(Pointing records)
-- BEGIN --

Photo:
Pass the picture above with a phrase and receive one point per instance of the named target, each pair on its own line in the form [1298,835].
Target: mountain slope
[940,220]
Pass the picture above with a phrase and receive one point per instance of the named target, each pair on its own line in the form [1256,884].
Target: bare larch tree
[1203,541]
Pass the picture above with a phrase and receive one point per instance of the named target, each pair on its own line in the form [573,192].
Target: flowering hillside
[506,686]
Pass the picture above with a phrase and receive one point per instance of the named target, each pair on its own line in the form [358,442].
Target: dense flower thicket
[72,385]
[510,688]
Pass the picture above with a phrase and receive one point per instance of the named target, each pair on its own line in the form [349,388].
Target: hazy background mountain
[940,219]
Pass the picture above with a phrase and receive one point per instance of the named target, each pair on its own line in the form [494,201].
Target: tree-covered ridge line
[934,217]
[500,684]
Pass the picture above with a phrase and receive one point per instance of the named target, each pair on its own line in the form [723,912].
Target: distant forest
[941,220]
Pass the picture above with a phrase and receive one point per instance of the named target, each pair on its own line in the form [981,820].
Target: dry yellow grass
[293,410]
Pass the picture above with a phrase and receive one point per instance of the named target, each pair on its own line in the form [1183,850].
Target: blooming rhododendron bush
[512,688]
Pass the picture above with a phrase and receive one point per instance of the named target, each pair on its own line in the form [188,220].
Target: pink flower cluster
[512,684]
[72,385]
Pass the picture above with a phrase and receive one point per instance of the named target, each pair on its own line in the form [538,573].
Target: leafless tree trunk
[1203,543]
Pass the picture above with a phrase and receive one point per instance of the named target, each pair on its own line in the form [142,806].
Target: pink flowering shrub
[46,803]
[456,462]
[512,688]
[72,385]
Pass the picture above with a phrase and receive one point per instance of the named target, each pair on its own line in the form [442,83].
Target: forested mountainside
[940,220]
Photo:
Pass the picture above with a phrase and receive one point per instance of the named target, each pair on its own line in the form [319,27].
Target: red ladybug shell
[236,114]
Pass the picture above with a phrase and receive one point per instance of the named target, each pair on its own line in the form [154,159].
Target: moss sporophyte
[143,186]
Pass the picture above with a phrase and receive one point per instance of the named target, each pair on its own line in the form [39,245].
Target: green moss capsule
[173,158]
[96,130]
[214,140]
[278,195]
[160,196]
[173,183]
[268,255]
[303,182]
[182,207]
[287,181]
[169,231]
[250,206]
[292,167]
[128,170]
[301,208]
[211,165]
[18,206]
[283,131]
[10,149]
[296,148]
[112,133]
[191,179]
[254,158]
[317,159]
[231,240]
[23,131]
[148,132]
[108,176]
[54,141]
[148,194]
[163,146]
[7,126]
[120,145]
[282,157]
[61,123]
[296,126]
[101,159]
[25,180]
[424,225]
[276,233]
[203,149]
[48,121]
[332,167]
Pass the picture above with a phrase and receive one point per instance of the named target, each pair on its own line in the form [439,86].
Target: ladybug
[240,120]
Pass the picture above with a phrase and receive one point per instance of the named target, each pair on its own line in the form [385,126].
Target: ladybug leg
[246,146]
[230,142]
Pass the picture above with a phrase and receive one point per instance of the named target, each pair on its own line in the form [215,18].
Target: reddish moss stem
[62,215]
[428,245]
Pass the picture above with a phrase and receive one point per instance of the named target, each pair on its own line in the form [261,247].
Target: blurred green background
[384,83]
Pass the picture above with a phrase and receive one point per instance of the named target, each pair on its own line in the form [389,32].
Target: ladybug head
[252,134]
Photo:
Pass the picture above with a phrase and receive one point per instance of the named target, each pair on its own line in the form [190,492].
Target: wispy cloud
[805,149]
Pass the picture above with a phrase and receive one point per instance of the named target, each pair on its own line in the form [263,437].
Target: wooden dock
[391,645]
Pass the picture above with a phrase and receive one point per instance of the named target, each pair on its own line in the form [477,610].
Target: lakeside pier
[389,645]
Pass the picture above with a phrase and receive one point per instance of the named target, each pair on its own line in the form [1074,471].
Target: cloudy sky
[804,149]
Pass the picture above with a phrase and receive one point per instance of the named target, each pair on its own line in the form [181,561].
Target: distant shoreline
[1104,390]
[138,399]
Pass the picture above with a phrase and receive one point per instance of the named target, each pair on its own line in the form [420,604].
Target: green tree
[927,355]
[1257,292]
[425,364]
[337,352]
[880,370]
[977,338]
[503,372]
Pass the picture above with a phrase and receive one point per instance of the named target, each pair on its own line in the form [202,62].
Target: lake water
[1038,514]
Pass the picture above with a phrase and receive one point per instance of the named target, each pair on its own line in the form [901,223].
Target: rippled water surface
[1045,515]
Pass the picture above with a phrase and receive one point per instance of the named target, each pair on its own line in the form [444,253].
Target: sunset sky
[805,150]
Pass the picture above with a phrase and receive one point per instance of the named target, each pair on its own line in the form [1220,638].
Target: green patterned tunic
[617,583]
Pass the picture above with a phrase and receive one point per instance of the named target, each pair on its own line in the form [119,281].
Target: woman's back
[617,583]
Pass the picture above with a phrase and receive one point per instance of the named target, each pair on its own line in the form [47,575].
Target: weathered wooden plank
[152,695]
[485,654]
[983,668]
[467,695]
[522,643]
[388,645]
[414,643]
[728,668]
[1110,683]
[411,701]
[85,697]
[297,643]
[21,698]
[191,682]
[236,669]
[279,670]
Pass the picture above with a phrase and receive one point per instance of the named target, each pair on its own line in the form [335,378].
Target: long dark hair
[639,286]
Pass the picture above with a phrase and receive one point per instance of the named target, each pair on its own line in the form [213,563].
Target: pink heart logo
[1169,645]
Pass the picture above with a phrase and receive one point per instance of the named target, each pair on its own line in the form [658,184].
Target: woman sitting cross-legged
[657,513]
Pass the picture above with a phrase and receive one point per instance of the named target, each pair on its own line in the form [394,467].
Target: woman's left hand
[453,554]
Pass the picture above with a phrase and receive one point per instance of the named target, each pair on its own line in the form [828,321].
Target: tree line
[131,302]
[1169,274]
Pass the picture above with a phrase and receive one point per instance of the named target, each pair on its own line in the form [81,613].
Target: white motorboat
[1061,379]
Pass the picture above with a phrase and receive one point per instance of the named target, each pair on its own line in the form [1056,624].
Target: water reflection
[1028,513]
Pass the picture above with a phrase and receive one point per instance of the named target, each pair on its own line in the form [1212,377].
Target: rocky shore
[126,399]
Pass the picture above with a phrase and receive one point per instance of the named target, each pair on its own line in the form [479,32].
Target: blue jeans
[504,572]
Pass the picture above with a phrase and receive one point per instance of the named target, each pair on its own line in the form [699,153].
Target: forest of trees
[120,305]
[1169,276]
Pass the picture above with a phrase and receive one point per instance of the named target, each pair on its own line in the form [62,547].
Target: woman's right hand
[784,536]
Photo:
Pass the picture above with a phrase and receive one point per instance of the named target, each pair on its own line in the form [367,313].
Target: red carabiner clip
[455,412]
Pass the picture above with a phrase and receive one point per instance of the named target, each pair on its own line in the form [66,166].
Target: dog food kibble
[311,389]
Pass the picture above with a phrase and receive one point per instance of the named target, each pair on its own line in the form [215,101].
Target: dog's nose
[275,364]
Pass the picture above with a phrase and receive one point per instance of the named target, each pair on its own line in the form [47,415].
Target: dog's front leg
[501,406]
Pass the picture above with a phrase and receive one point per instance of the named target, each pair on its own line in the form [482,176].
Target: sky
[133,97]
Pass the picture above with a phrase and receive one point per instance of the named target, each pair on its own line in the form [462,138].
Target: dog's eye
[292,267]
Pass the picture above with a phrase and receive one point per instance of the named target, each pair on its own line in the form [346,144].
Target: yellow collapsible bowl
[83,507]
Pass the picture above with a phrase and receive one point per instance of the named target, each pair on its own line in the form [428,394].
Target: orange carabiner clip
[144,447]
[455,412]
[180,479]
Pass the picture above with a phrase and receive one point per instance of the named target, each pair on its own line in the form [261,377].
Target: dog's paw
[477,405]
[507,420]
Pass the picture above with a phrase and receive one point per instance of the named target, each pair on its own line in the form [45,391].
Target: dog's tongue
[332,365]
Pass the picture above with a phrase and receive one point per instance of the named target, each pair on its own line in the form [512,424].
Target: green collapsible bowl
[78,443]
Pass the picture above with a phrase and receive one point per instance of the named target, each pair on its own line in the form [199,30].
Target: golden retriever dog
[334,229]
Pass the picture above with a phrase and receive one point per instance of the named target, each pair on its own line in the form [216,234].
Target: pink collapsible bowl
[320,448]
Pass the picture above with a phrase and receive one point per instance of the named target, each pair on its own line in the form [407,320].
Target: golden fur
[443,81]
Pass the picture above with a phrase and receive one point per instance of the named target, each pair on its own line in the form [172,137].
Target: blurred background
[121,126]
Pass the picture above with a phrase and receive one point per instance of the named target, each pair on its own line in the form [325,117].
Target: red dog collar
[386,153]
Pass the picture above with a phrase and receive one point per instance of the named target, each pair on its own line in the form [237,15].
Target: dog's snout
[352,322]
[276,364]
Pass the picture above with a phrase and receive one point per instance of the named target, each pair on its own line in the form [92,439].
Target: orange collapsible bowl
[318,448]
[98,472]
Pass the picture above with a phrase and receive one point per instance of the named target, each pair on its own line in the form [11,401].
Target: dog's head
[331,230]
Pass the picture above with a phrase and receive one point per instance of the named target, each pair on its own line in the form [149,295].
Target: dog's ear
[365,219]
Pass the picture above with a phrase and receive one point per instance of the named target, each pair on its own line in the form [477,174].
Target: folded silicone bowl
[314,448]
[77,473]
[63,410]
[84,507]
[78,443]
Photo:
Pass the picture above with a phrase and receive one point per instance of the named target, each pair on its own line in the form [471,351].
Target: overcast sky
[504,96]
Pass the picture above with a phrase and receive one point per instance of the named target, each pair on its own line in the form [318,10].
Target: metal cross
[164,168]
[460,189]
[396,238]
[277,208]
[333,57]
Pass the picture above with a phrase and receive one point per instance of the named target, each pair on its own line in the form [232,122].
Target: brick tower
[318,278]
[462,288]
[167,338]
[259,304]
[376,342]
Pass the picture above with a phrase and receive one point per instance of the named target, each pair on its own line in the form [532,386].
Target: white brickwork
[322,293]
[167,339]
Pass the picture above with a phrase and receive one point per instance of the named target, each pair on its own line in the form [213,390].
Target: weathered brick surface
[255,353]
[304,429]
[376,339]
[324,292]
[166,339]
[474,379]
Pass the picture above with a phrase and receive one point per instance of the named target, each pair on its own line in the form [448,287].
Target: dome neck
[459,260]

-- END --

● **Written instruction**
Give back exactly the lines running from the line containing "the form [318,10]." through the end of the material above, both included, and nothing beyond them.

● **Result of the exercise**
Pass the picture above with a phrase and receive one point per instance of the named target, each pair on its own line in the form [318,10].
Target: metal cross
[164,168]
[460,189]
[396,238]
[277,208]
[333,57]
Pass the picture above with a phrase and receive one point per instance of the named target, each pair on its own line in the form [232,122].
Target: brick tower
[318,278]
[462,288]
[167,338]
[259,304]
[376,342]
Pass the picture above with a phrase and receive one point per instance of the named target, each pair on its own line in the form [532,386].
Target: white brickwork
[322,293]
[167,339]
Pass the picture above with a phrase and receive one point per instance of the named target, each pair on its own line in the form [213,390].
Target: weathered brick surface
[255,353]
[304,429]
[376,339]
[324,292]
[166,339]
[474,379]
Pass the picture above with a phrase and receive one point per instance of the named target, each pair on its own line in the form [448,287].
Target: dome neck
[459,260]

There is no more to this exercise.